DIRECTIONS FOR THIS TASK: Reproduce, with no changes, the line where "grass texture, which" appears and every subsequent line of the listing, the last one included.

- Opening Delimiter -

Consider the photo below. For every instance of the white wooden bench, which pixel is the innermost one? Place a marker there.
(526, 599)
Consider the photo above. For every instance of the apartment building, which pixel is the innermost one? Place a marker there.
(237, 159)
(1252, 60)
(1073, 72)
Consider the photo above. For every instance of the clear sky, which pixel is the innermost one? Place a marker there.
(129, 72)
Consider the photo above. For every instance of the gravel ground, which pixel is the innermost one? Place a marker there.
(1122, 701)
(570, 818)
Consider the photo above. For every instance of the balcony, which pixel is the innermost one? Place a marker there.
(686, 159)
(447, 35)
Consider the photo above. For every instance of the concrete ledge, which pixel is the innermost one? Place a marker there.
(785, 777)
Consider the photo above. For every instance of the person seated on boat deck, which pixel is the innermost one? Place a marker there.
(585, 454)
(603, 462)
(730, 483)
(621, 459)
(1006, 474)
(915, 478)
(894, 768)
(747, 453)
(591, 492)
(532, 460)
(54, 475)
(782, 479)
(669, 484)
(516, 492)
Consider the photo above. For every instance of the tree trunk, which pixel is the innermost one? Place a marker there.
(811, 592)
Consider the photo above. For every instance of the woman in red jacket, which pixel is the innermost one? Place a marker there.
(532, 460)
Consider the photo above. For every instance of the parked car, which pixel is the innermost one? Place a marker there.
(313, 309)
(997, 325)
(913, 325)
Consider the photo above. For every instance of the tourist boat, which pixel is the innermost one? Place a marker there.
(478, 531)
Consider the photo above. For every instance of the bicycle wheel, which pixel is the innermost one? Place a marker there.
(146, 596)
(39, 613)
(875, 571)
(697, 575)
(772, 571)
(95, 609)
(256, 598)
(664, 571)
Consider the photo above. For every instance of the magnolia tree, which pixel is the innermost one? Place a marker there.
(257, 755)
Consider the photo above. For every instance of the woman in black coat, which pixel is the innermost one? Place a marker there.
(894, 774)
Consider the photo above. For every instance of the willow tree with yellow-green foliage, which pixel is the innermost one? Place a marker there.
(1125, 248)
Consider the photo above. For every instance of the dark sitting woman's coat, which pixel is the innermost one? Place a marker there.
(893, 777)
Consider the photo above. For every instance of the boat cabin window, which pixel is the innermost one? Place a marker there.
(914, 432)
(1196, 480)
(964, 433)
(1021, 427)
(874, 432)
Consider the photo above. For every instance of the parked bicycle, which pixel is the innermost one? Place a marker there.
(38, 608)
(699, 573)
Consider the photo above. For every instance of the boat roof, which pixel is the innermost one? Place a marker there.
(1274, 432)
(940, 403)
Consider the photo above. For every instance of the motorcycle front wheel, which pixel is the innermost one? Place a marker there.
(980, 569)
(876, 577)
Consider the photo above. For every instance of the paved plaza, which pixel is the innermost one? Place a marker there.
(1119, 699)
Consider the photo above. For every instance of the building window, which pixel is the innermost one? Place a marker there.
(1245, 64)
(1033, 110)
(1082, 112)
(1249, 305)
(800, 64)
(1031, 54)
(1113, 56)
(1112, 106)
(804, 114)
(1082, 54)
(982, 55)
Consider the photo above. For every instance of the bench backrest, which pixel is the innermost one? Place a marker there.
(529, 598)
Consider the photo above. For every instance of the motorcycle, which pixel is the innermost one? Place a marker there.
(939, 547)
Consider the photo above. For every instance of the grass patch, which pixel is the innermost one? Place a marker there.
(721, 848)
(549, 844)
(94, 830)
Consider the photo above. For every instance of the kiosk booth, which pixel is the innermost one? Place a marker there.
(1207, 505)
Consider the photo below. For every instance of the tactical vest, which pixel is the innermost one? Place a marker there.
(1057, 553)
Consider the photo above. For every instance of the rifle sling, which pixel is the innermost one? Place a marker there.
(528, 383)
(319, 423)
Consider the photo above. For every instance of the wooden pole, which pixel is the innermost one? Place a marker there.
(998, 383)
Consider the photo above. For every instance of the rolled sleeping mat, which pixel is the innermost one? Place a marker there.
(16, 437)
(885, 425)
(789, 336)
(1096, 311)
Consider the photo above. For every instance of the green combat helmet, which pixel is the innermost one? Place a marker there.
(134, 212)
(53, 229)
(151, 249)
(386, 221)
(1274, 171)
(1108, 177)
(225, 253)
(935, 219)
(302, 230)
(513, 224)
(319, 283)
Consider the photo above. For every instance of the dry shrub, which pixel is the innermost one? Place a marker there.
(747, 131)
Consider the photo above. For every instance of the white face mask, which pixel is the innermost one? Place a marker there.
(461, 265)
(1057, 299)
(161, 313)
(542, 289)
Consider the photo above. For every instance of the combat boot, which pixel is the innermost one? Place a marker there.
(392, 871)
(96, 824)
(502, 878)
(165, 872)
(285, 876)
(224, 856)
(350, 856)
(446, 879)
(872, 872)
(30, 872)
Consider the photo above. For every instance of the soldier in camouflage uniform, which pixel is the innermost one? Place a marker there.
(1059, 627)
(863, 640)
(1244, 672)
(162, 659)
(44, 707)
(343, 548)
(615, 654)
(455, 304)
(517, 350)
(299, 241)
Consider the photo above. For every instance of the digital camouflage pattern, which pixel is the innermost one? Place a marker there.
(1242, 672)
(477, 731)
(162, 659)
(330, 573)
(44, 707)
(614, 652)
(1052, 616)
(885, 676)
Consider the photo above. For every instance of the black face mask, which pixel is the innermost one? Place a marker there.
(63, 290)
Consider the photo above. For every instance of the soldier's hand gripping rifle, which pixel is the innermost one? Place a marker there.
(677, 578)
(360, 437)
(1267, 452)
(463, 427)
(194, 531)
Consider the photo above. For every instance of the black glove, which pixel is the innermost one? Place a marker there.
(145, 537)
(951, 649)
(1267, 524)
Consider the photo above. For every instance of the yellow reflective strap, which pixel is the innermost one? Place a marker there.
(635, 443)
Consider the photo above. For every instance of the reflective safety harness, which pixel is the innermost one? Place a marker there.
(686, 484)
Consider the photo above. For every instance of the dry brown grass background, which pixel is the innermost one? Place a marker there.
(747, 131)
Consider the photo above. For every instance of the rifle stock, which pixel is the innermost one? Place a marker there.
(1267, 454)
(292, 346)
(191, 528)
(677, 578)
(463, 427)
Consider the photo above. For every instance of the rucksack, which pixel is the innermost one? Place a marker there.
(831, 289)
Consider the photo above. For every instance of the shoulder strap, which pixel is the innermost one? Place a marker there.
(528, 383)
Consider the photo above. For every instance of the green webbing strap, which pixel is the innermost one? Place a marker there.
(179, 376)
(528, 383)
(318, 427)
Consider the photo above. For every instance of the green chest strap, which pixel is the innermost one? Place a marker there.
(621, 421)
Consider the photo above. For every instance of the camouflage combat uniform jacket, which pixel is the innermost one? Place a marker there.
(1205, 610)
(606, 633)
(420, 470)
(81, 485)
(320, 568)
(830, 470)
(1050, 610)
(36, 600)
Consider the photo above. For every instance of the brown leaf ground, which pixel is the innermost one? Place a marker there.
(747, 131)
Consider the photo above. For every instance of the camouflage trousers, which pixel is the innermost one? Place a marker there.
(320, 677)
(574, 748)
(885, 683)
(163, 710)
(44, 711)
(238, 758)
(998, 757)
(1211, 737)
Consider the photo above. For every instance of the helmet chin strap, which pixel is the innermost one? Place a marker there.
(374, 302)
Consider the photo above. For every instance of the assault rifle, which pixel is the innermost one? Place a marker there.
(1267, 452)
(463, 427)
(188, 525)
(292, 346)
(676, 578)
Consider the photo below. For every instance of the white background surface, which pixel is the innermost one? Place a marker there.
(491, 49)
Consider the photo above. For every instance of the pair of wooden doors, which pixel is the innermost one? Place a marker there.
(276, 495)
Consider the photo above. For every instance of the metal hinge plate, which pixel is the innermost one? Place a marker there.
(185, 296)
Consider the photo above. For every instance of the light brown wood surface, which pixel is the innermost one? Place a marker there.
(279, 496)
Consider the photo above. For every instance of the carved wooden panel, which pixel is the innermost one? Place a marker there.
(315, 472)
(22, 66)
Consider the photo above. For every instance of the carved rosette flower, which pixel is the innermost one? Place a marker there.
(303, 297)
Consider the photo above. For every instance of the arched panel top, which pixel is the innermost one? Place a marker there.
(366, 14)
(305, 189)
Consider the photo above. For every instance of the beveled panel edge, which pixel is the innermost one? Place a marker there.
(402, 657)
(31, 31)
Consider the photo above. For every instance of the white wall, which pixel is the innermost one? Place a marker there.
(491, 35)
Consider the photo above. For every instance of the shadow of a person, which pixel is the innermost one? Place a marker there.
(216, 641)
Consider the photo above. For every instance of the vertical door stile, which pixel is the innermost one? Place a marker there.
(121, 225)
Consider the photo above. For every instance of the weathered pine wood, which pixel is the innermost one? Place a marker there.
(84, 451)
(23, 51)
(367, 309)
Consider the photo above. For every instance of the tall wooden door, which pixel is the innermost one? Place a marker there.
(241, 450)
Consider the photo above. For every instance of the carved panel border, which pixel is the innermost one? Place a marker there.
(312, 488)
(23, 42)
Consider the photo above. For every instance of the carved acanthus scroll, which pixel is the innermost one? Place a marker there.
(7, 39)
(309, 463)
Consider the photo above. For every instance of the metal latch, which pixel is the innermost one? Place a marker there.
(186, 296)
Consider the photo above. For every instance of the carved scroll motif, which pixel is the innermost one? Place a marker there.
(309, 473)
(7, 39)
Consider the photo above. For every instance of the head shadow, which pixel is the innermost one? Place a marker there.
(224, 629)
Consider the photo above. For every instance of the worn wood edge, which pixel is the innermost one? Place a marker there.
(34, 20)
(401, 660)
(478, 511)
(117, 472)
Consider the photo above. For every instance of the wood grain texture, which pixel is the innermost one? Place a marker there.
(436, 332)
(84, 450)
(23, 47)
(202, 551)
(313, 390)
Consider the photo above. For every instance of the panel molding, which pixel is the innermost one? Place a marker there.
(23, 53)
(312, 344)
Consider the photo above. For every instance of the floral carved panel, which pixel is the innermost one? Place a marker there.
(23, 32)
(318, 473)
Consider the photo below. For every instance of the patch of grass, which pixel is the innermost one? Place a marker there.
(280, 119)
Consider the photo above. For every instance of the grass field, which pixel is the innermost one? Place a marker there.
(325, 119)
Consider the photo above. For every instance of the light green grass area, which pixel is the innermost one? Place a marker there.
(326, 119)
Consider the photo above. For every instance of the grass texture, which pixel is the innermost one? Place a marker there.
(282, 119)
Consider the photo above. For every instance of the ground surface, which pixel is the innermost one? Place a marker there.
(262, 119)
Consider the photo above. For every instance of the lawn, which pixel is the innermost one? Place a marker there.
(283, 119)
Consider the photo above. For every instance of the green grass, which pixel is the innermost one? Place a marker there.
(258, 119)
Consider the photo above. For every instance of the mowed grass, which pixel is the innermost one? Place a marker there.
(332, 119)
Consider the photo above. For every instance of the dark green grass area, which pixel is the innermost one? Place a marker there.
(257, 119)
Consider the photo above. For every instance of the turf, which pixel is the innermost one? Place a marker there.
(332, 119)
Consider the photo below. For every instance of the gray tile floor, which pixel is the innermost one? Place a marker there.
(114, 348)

- Closing Delimiter -

RESPONSE TO THE TASK:
Consider the photo above. For every instance of the grass texture, which pixel is the innermost one? Place a marker there.
(282, 119)
Consider the photo above. For every instance of the ground surface, which pixel is the innermost one? Place a marker there.
(262, 119)
Consider the photo above. For every instance of the lawn, which pixel is the innermost one? Place a marker there.
(283, 119)
Consider the photo above. For every instance of the green grass, which pixel is the innermost one? Place a marker there.
(258, 119)
Consider the photo above. For every instance of the mowed grass, which pixel is the innermost one? Place a marker there.
(332, 119)
Consider the photo above. For every instance of the dark green grass area, which pixel is the innermost one? Place a marker there.
(257, 119)
Consider the photo above. For every instance of the turf, which pixel is the innermost one? Place a marker there.
(332, 119)
Consider the photo below. For every instance of the gray tile floor, which pixel is the innermost one? Place a marker there.
(114, 348)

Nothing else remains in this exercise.